Your task = Report back every line below that carries the word "bank".
*** Begin section ***
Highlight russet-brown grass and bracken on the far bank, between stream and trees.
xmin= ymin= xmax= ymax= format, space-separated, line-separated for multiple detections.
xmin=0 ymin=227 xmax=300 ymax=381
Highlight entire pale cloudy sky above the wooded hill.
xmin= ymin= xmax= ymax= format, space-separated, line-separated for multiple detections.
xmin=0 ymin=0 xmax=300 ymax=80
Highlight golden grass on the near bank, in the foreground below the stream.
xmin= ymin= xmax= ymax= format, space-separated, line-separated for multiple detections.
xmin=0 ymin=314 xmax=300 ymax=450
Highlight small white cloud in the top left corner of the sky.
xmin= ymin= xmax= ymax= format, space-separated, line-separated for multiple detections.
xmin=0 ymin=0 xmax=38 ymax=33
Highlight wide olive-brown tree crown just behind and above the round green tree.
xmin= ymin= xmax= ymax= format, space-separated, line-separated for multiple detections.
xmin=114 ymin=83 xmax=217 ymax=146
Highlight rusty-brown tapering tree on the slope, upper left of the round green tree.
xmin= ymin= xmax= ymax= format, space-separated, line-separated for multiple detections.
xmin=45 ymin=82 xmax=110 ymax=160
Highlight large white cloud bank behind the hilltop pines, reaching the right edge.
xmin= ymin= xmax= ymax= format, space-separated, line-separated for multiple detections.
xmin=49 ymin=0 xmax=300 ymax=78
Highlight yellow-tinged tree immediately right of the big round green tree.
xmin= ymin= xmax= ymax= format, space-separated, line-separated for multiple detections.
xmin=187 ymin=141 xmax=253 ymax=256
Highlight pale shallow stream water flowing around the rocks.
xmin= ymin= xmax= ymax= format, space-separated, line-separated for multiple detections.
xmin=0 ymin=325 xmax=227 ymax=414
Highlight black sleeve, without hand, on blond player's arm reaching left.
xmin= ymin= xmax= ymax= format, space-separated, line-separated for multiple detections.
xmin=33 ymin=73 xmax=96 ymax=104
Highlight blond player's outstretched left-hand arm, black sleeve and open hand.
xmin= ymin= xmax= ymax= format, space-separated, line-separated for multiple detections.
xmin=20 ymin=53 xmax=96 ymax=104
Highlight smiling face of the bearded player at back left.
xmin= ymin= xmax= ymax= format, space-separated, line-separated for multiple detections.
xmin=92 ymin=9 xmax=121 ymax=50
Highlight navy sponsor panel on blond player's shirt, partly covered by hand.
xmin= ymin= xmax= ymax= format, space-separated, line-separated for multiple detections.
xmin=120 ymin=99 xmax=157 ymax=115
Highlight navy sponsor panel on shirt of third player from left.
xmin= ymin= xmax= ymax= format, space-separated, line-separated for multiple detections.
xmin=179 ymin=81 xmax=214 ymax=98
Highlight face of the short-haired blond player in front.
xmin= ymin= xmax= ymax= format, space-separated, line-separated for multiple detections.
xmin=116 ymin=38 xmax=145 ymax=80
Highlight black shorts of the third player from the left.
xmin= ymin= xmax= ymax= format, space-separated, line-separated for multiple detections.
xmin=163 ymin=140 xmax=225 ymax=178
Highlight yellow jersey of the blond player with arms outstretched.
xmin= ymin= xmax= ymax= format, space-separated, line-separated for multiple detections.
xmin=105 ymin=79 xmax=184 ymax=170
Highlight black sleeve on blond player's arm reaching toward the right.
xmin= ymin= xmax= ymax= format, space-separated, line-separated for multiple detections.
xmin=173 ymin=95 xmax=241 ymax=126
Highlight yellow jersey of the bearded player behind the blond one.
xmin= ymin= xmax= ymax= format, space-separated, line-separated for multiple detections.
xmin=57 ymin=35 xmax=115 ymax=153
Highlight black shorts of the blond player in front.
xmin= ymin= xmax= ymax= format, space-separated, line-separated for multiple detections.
*** End section ***
Solution for this problem =
Highlight russet-brown grass and bracken on the far bank, between stream and trees.
Highlight golden grass on the near bank, in the foreground below the stream.
Highlight large white cloud bank behind the hilltop pines, reaching the right edge.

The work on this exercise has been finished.